___ Supplied records ___
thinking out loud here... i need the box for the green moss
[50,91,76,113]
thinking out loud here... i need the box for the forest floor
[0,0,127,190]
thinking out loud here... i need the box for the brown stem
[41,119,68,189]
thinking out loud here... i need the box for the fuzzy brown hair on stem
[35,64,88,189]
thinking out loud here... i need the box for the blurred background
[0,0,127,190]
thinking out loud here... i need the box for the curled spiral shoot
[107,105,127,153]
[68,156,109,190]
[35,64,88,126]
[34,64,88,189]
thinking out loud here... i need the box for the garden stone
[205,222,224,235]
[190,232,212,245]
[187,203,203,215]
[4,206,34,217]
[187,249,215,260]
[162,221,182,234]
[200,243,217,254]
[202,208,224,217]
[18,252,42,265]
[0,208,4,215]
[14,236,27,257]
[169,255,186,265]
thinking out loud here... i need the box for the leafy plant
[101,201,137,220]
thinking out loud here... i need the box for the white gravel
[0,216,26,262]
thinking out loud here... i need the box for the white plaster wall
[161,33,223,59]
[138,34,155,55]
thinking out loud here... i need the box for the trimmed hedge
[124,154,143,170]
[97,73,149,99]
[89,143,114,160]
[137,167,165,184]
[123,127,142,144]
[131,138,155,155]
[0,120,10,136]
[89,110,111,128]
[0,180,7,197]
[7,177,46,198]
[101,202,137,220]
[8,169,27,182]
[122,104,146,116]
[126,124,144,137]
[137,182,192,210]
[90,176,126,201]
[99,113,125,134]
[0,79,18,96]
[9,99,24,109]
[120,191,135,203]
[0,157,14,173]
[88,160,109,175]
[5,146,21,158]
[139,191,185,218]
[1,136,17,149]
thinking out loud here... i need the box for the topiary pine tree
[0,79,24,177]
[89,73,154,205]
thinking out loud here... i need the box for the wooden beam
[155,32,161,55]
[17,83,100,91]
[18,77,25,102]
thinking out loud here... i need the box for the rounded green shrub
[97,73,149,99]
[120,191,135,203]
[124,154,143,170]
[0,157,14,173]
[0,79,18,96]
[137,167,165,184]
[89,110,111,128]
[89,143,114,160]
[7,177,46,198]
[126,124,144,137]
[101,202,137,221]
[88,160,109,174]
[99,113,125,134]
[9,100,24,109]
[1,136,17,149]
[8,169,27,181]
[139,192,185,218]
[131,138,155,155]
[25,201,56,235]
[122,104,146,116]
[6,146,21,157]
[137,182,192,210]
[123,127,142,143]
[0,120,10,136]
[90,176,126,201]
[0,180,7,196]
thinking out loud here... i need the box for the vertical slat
___
What you will do = Copy every record exactly, with nothing added or dropped.

Your response =
thinking out loud here... i need the box for the green moss
[50,91,76,113]
thinking out loud here... i need the box for the forest floor
[0,0,127,190]
thinking out loud here... i need the box for the brown stem
[41,119,68,189]
thinking out loud here... i need the box for the fuzzy brown hair on stem
[35,64,88,189]
thinking out loud here... i need the box for the blurred background
[0,0,127,190]
thinking out loud here... i need the box for the curled spiral shoot
[107,105,127,153]
[68,156,109,190]
[35,64,88,126]
[34,64,88,189]
thinking out loud here... i need the box for the garden stone
[205,222,224,235]
[190,232,212,245]
[187,203,203,215]
[4,206,34,217]
[187,249,215,260]
[162,221,182,234]
[200,243,217,254]
[202,208,224,217]
[18,252,42,265]
[0,208,4,215]
[14,236,27,257]
[169,255,186,265]
thinking out loud here... i need the box for the leafy plant
[101,201,137,220]
thinking out loud here... i need the box for the white gravel
[0,216,26,262]
thinking out loud here... i need the box for the white plaster wall
[161,33,223,59]
[138,34,155,55]
thinking out loud here... i need the box for the trimmed hedge
[124,154,143,170]
[97,73,149,99]
[89,143,114,160]
[137,167,165,184]
[123,127,142,144]
[131,138,155,155]
[0,120,10,136]
[89,110,111,128]
[0,180,7,197]
[7,177,46,198]
[101,202,137,220]
[8,169,27,182]
[122,104,146,116]
[126,124,144,137]
[137,182,192,210]
[90,176,126,201]
[99,113,125,134]
[0,79,18,96]
[9,99,24,109]
[120,191,135,203]
[0,157,14,173]
[88,160,109,175]
[5,146,21,158]
[139,191,185,218]
[1,136,17,149]
thinking out loud here... i need the box for the topiary pine tree
[0,79,24,177]
[89,73,154,205]
thinking out loud here... i need the box for the wooden beam
[155,32,161,55]
[17,83,100,91]
[18,77,25,102]
thinking out loud here... i need the box for the rounded green shrub
[97,73,149,99]
[120,191,135,203]
[124,154,143,170]
[0,157,14,173]
[0,79,18,96]
[137,167,165,184]
[89,110,111,128]
[89,143,114,160]
[7,177,46,198]
[126,124,144,137]
[101,202,137,221]
[88,160,109,174]
[99,113,125,134]
[9,100,24,109]
[1,136,17,149]
[8,169,27,181]
[139,192,185,218]
[131,138,155,155]
[25,201,56,235]
[122,104,146,116]
[6,146,21,157]
[137,182,192,210]
[123,127,142,143]
[0,120,10,136]
[90,176,126,201]
[0,180,7,196]
thinking out loud here... i need the box for the vertical slat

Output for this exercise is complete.